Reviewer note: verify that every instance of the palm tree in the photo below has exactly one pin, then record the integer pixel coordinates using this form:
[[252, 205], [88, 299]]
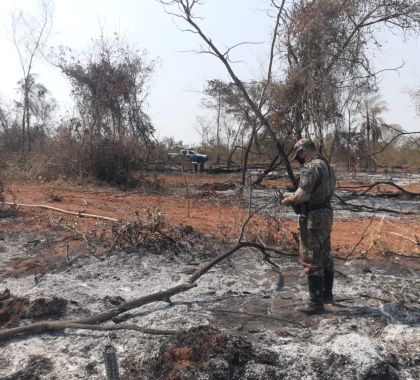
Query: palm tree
[[372, 125]]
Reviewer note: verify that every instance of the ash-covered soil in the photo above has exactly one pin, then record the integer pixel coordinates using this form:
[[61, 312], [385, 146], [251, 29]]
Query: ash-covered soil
[[240, 321]]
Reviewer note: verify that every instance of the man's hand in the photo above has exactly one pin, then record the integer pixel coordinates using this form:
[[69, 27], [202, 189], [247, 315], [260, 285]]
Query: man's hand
[[287, 201]]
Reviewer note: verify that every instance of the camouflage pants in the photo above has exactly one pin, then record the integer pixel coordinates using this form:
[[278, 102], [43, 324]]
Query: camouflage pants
[[315, 241]]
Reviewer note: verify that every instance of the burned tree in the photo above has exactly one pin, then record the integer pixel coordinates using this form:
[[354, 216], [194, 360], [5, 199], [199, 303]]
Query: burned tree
[[109, 84], [29, 35], [323, 54]]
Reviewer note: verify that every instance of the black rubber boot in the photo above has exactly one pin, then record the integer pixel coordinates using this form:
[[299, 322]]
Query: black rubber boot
[[316, 302], [328, 285]]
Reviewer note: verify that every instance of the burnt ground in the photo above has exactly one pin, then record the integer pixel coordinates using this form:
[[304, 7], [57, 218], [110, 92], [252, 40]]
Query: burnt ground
[[240, 321]]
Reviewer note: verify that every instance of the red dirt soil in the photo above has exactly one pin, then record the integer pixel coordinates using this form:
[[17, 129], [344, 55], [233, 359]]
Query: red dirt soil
[[210, 216]]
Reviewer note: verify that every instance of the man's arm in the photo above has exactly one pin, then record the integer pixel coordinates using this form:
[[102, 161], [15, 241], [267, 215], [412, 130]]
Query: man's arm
[[298, 197]]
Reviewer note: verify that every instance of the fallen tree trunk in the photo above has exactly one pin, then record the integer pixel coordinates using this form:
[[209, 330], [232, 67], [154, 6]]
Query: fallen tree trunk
[[79, 213], [162, 296]]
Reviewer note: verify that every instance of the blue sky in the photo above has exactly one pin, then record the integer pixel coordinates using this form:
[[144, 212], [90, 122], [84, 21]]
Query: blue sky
[[174, 101]]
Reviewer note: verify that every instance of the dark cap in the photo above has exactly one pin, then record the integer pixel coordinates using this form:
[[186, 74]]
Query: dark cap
[[302, 144]]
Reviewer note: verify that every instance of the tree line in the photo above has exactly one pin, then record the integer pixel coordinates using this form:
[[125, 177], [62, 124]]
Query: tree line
[[318, 82]]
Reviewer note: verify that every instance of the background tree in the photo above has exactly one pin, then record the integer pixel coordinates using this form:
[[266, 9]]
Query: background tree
[[110, 87], [323, 47], [29, 35]]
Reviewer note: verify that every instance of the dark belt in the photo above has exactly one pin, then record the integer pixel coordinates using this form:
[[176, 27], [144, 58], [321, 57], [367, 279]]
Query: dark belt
[[304, 208]]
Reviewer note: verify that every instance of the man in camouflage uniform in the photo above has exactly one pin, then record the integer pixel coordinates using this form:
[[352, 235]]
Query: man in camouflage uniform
[[316, 187]]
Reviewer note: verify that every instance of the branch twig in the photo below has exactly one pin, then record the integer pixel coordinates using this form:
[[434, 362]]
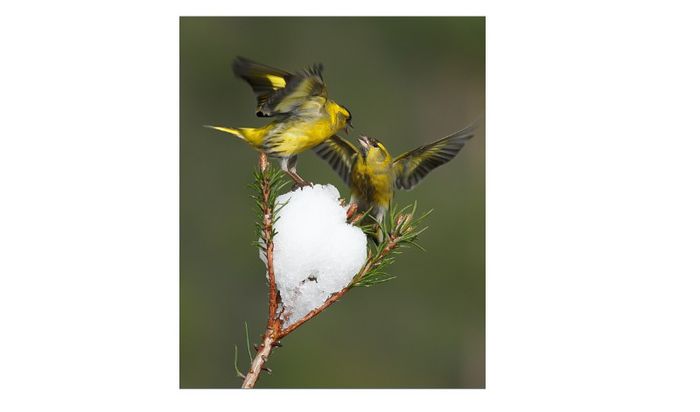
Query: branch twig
[[273, 322]]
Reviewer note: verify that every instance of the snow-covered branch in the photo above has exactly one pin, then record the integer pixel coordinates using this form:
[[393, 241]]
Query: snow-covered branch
[[313, 255]]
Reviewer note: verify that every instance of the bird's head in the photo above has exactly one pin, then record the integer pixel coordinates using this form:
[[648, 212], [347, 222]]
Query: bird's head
[[343, 117], [373, 150]]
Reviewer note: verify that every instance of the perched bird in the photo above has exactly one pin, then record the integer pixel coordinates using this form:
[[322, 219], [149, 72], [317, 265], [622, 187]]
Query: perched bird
[[373, 175], [303, 115]]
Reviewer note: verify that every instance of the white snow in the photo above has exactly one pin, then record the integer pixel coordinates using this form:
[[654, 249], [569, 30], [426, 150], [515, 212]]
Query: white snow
[[316, 251]]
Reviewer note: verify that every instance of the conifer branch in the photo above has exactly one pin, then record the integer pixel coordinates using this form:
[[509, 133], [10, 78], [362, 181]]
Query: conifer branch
[[400, 229]]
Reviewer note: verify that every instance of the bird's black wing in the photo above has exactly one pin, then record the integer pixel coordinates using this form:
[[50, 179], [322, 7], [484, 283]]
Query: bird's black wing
[[340, 154], [410, 168], [278, 91]]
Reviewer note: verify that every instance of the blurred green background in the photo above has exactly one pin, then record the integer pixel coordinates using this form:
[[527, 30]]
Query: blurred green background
[[407, 81]]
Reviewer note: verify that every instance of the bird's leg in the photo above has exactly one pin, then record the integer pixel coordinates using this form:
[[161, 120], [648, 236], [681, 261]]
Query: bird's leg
[[289, 165]]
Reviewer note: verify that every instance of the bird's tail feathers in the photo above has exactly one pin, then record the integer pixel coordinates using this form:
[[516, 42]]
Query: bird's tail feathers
[[233, 131]]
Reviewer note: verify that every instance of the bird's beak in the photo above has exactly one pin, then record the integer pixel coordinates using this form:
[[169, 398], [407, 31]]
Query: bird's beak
[[364, 143]]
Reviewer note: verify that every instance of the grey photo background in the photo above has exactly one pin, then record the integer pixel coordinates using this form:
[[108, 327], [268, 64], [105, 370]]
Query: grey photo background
[[407, 81]]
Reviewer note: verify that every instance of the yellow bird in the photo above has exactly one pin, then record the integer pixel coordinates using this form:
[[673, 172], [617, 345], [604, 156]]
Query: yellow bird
[[303, 115], [373, 175]]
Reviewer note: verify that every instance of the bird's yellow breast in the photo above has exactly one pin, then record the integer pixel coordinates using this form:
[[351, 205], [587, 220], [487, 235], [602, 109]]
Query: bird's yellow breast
[[373, 183], [306, 130]]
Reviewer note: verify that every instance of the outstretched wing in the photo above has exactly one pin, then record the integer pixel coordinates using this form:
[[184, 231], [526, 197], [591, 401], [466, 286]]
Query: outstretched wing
[[277, 90], [410, 168], [339, 153]]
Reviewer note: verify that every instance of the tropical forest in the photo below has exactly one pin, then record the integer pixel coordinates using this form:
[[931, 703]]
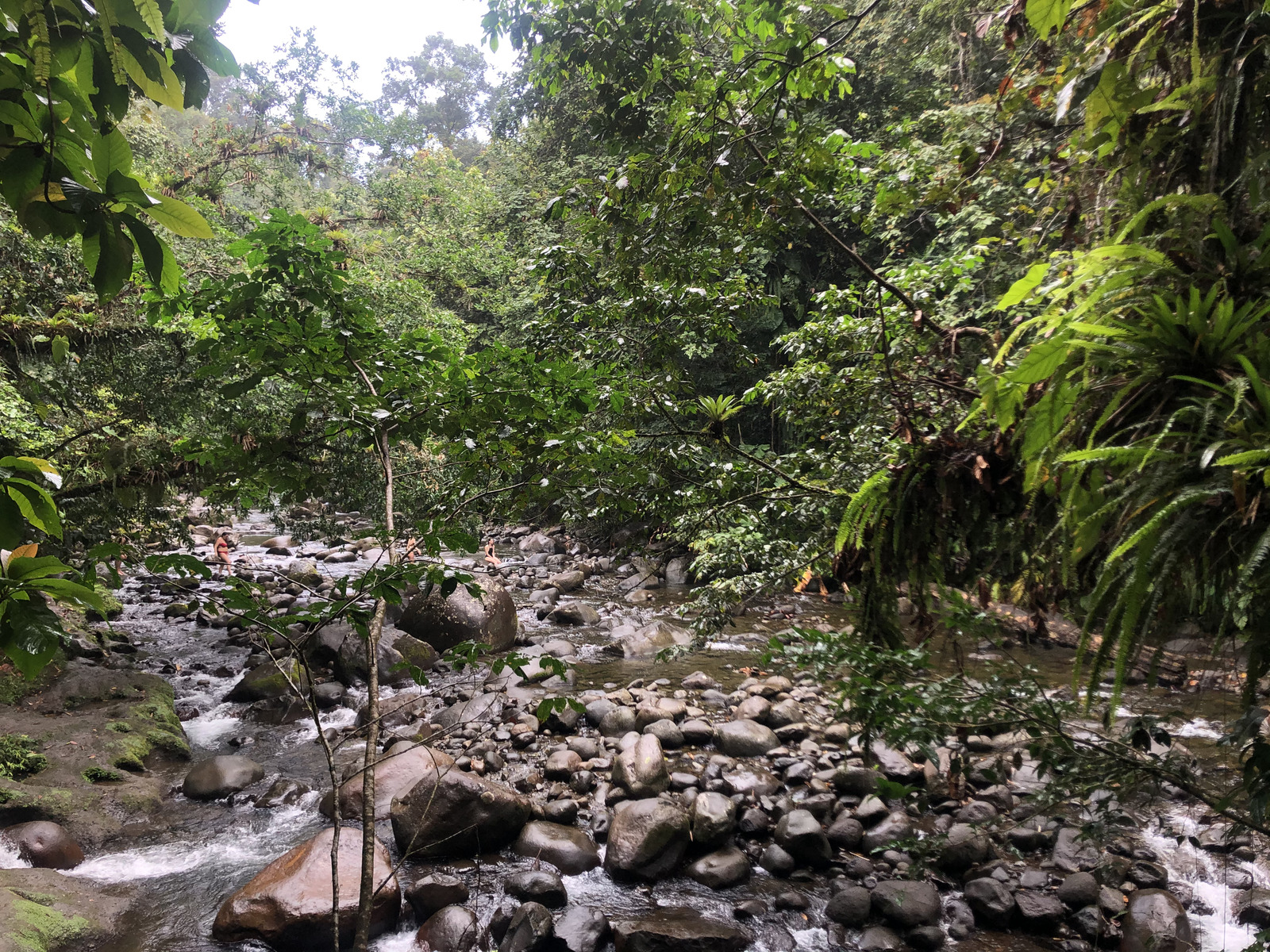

_Exercise goal_:
Reproduce the lines of the listing from the line that has "Reviewer note: verify that every instance of the yellow" through the line that has "[[373, 183], [306, 130]]", requests included, and scale every point coordinate in the answers by 2.5, rounding to whole numbers with halves going up. Keep the numbers in the requests and their sample formats unchanged.

_Solution to this problem_:
Reviewer note: verify that every instance of the yellow bird in the photo above has exactly one pin, then record the integer pixel coordinates using this form:
[[673, 172], [617, 345], [604, 156]]
Query: yellow bird
[[758, 288], [933, 438]]
Reviewer note: verify that every instance of the bird's yellow breast in the photo above has exactly one pin, then record the integer pixel coordinates using this form:
[[351, 205], [587, 220], [487, 235], [602, 109]]
Query: bird's yellow breast
[[933, 458], [765, 325]]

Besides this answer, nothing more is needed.